:: To do ::
Write out every entry word for word.

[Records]
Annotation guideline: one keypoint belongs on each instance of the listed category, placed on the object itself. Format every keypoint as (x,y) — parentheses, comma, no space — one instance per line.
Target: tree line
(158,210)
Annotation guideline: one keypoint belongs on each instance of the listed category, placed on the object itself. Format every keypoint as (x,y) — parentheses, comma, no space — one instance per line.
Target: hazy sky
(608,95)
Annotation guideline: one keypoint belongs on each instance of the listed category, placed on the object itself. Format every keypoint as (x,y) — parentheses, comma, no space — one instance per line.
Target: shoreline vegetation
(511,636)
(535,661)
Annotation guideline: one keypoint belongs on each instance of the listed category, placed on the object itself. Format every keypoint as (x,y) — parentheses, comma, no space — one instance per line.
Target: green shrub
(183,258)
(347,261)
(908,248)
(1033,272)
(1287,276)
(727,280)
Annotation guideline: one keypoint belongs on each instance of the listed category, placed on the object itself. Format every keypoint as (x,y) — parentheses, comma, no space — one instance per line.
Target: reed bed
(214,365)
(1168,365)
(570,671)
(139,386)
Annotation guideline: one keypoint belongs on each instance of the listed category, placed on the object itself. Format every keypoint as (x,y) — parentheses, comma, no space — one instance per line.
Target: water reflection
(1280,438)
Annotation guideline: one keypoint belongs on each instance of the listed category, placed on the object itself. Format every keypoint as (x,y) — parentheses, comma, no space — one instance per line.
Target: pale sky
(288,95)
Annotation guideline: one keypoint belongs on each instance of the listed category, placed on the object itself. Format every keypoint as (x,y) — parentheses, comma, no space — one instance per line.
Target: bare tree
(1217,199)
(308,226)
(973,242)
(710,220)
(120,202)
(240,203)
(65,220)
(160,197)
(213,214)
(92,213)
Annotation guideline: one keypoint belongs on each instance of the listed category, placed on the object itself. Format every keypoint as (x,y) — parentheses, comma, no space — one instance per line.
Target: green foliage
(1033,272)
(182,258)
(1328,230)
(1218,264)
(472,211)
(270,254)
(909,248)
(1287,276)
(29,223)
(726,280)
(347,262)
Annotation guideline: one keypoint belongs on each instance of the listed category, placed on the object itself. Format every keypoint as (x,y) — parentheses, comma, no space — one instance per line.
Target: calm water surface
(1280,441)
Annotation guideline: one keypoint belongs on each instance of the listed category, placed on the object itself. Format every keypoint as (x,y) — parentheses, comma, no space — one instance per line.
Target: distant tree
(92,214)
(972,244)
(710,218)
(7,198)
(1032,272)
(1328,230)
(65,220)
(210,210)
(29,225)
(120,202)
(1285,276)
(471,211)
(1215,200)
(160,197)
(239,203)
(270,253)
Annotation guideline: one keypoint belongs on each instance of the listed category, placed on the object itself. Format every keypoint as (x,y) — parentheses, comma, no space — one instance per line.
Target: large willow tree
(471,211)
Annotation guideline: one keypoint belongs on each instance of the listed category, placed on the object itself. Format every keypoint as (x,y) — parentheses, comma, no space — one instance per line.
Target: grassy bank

:: Exercise output ::
Annotation guideline: one keypoint belongs on each instance of the listed category, placed on the object itself. Format every keypoint as (x,y) — parentheses, comma, no space — one instance per line.
Target: tree line
(158,210)
Annotation guideline: one keypoint belongs on each instance of the listed category, placed on the object itself. Format every keypoint as (x,y) — parentheses, comma, no space — one instance per line.
Target: hazy sky
(608,95)
Annotation guideline: one keypoint belongs on each instance of the listed category, placed on the object itself. Format every keypoint as (x,y) — parentheses, comma, no space — one instance per line.
Target: shoreline vegetation
(511,636)
(535,661)
Annotation guideline: one keypoint belongs on each instance of the listed category, placed on the object itself. Format every keypoint as (x,y) — parentheses, comma, no space — one instance per line.
Target: green shrub
(183,258)
(347,261)
(908,248)
(1033,272)
(1287,276)
(727,280)
Annotation guideline: one keypoint belongs on each instance of the listed category, placed on the object itself. Format every keypoint as (x,y) — parentheses, comma, no space — one instance per line.
Target: reed bed
(214,365)
(1168,365)
(570,671)
(139,386)
Annotation guideline: one keypoint belongs on each instance of the listed category, placed on the object itself. Format every keypoint as (x,y) — parentheses, comma, no space — one instance per line.
Target: water reflection
(1280,438)
Annotation guideline: one keypoint belongs on each instance of the listed category, placed on the object itself. Format every keypoint as (x,y) — parentheses, comma, no space — one instance per line.
Target: pale sky
(288,95)
Annotation guideline: one keypoint belongs on each instance of the listed category, placed on the object itself. Format every keypoint as (x,y) — parentheses, comma, no space — one instance per line.
Target: bare tree
(1217,199)
(308,226)
(973,242)
(710,220)
(120,202)
(240,203)
(65,220)
(160,197)
(213,214)
(92,213)
Annotation guideline: one keypoint belongs on each instance of the listed category, placed on the object itself. Format every keypoint as (x,y) — parentheses, comma, no space — one instance per line.
Target: green foliage
(1033,272)
(182,258)
(1328,230)
(1218,264)
(472,211)
(270,254)
(909,248)
(1287,276)
(29,223)
(726,280)
(347,262)
Annotation guideline: one keypoint belongs on each instance of the listed category, placed on the object itself. Format every keypoint as (x,y) — parentheses, comma, no space — one instance per line.
Target: calm water surface
(1280,441)
Annotation guideline: one keypoint belongs on each instance of the listed category, placed on the object itself. Format every keypoint as (x,y) — parentheses, comma, no space — one instance per line.
Target: distant tree
(92,214)
(972,244)
(710,218)
(7,198)
(1032,272)
(1328,230)
(65,220)
(210,210)
(29,225)
(120,202)
(1285,276)
(471,211)
(1215,200)
(160,197)
(239,203)
(270,253)
Annotation guideline: one keypoint belongs on each instance of the listed category, placed on the object itself. Format every keypoint as (x,y) — parentheses, comma, no space — one instance per line.
Target: large willow tree
(471,211)
Annotation guideline: one keypoint belongs on each instance of the listed category, placed on the object itself. Format every keypoint as (x,y) — parentheses, comma, no space — one instance per line.
Target: grassy bank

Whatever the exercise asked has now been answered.